Requirements » Please render all of the material below as a two-column CSV with the header input,output. Each row should pair one text from the material with the answer that follows it, each in a quoted field, with line breaks replaced by spaces.

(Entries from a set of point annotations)
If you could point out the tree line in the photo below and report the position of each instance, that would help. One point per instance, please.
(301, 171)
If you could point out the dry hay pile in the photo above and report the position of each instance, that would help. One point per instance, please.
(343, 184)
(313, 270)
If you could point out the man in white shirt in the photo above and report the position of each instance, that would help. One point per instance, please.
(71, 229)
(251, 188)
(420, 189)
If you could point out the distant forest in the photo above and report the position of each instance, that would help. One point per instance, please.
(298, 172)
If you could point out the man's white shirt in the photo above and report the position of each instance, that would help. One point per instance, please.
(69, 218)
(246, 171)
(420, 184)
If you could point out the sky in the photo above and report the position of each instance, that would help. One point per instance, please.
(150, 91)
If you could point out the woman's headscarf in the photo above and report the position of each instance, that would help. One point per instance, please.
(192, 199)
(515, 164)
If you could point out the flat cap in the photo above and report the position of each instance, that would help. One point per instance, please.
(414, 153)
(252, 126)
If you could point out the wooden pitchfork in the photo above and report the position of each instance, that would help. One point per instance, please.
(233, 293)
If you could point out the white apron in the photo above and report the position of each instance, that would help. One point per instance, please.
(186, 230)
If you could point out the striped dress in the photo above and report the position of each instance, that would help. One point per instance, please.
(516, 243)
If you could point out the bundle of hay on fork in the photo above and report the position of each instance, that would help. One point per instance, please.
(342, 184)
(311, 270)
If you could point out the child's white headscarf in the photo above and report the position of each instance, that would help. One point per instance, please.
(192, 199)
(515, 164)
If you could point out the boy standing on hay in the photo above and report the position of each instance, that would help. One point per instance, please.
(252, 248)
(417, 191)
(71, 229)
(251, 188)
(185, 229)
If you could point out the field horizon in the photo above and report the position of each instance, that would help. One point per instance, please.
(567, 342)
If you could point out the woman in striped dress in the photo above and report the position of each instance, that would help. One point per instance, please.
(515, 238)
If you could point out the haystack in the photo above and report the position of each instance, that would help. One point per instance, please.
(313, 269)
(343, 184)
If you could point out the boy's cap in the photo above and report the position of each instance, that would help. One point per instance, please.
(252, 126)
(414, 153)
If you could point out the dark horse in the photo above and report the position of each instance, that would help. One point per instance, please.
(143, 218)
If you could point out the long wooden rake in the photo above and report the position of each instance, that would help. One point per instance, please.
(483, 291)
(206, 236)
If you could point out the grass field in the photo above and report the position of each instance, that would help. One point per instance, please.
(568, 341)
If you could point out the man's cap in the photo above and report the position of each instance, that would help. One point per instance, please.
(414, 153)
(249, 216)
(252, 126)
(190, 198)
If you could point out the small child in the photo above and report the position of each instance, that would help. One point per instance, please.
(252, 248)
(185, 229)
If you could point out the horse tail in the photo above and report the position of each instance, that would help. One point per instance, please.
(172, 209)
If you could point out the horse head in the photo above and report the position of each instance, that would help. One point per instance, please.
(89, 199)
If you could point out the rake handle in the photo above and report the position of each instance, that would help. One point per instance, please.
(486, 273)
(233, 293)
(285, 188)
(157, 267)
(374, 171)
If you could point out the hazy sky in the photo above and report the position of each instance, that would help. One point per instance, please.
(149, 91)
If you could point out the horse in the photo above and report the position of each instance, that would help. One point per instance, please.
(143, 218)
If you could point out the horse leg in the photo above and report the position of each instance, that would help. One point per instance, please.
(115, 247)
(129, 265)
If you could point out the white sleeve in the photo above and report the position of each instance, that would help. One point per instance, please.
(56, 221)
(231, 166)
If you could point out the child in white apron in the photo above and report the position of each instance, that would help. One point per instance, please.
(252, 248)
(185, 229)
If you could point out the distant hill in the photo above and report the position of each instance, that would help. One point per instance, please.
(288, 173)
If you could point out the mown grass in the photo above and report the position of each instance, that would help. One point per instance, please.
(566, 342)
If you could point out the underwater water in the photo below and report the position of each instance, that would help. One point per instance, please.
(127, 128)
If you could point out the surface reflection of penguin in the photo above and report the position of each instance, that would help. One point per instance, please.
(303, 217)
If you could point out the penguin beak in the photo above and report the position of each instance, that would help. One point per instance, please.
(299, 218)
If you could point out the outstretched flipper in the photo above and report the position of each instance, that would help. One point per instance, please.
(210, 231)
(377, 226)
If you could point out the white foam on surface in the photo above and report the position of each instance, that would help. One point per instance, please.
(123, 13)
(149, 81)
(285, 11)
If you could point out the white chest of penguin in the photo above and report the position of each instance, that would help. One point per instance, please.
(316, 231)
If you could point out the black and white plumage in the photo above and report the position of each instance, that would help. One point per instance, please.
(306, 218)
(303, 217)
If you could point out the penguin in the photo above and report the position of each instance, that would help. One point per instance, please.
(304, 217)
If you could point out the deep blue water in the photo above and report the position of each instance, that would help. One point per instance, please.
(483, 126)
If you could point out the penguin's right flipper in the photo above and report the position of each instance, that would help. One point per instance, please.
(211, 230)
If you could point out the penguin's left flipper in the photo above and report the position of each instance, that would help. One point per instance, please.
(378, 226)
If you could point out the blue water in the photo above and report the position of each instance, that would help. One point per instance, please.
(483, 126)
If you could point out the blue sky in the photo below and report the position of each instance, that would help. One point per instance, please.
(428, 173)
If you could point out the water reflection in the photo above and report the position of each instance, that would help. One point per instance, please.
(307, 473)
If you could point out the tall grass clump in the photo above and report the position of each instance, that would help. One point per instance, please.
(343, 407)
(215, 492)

Expected answer »
input,output
"If you could point out the tree line in the photo below and report the position of each instance, that would help. One point per instance, please.","(301, 171)"
"If you could point out the dry hay pile in the photo above and report the position of each instance, that would help. One point per instance, please.","(343, 184) (313, 270)"
"If you could point out the man in white shirt in the photo above and report the position of each instance, that would help. One point per instance, please.","(71, 229) (251, 188) (420, 189)"
"If you could point out the distant forest in the photo above and report the position of each instance, that would help. One point per instance, please.","(298, 172)"
"If you could point out the man's white shirt in the photo above and report the position of each instance, that would help. One point per instance, please.","(69, 218) (246, 171) (420, 184)"
"If you could point out the sky in the photo above and report the position of each instance, that would help. One point per instance, please.","(150, 91)"
"If you could point out the woman's headscarf in the photo above and report the position of each instance, that would help. One point per instance, please.","(192, 199) (515, 164)"
"If you could point out the flat cap in the photo above and report the position of each instance, that would help. One point per instance, please.","(414, 153) (252, 126)"
"If you could point out the wooden pitchfork in the photo above and report the position of each instance, that would help. One point per instance, please.","(233, 293)"
"If you could point out the white apron in the photo above and report the position of each instance, that would help. One point per instance, please.","(186, 230)"
"If you could point out the striped dress in the photo above and report the position of each instance, that would help. One point per instance, please.","(516, 243)"
"If you could point out the bundle of hay on fork in the photo above and report the position of each instance, that would help. One point per instance, please.","(342, 184) (311, 270)"
"If you could point out the child's white headscarf in the photo above and report the position of each instance, that would help. One point per instance, please.","(192, 199) (515, 164)"
"If you could point out the boy standing on hay in the photo above and report the position of each instance, that would help. One point per instance, please.","(252, 248) (417, 191) (71, 229) (251, 188) (185, 229)"
"If you could point out the field horizon in the photo above and report the position of each instance, that would help. One point per instance, please.","(567, 342)"
"If you could point out the woman in striped dress in the photo above and report the position of each instance, that would help. One point per instance, please.","(515, 238)"
"If you could point out the haystack in the photo above and report the position of each instance, that would help. One point per instance, please.","(313, 269) (343, 184)"
"If you could point out the boy's cap in the photo above and report the position of each instance, that would help. One point per instance, please.","(252, 126) (414, 153)"
"If you could point out the dark horse in the photo above and report the position of each instance, that would help. One point per instance, please.","(143, 218)"
"If you could point out the long wooden rake in the photo above and report the position of each instance, that would help. One point per instance, please.","(483, 291) (206, 236)"
"If you could point out the grass field in the photo above and report the position of each instance, that would help. One point per instance, please.","(568, 341)"
"If you could point out the man's cap in the photo above and report the position of each instance, that would help. One point per instance, please.","(414, 153) (249, 216) (252, 126) (190, 198)"
"If you could point out the small child in the photo above and report the position of each instance, that would help. One point per instance, please.","(252, 248) (185, 229)"
"If you could point out the horse tail in the photo above and report the position of each instance, that would help. One point per instance, please.","(172, 209)"
"If you could point out the horse head in the photo above and report the position of each instance, that would help. One point per instance, please.","(89, 199)"
"If you could point out the rake handle in the photo above and report the position of each instance, that would help. One point per instance, please.","(486, 273) (233, 293) (285, 188) (157, 267) (374, 171)"
"If you could point out the hazy sky in the photo above and report the position of each instance, that would help. One point per instance, please.","(149, 91)"
"If you could point out the horse in the photo above and report the position of each instance, that would help. One point per instance, please.","(143, 218)"
"If you could point out the horse leg in the photo above and report the position of each instance, that would help. One point per instance, please.","(115, 247) (129, 265)"
"If you could point out the white sleeve in the photo above and report the position of each instance, that would help. One point per instance, please.","(56, 221) (231, 166)"
"If you could point out the child in white apron in the photo above and report the position of each instance, that would help. One point per instance, please.","(252, 248) (185, 229)"
"If you could point out the distant hill in the photo above and report the position of each instance, that would help. One point per instance, please.","(288, 173)"
"If you could point out the mown grass in the photo above and report the position of each instance, that would help. One point per instance, please.","(566, 342)"
"If you could point out the underwater water in the photo below and report the position of each instance, that would help. One point per instance, please.","(127, 128)"
"If you could point out the surface reflection of penguin in the photo above and report the position of each instance, that would help. One point per instance, please.","(303, 217)"
"If you could point out the penguin beak in the photo above and report the position of each instance, that would help. One point per instance, please.","(299, 218)"
"If you could point out the outstretched flipper in the photo above and report the position of each instance, that would help. One point per instance, please.","(210, 231) (377, 226)"
"If you could point out the white foam on surface in the photo above and report the position of each instance, that would help. One point per instance, please.","(123, 13) (149, 81) (285, 11)"
"If you could point out the white chest of penguin in the photo above and report the position of each instance, that would help. One point per instance, please.","(316, 231)"
"If you could point out the black and white plumage in the photo above and report the position of each instance, that would help. One point per instance, please.","(306, 218) (303, 217)"
"If you could point out the penguin in the photo above and report the position of each instance, that would help. One point per instance, please.","(304, 217)"
"If you could point out the deep blue water in the photo above and report the position of each instance, that would help. One point per instance, please.","(483, 126)"
"If you could point out the penguin's right flipper in the photo above and report the position of each instance, that would help. One point per instance, please.","(211, 230)"
"If you could point out the penguin's left flipper in the photo above and report the position of each instance, that would help. One point per instance, please.","(378, 226)"
"If you could point out the blue water in the photo above and report the position of each instance, that would help. One point per instance, please.","(483, 126)"
"If you could point out the blue sky in the photo below and report the position of each instance, that would help. One point per instance, please.","(428, 173)"
"If you could point out the water reflection in the photo above and report the position of each instance, that would help. One point per instance, please.","(307, 473)"
"If you could point out the tall grass clump in the photo above and report the position of each instance, that would help. One point per instance, please.","(343, 407) (215, 492)"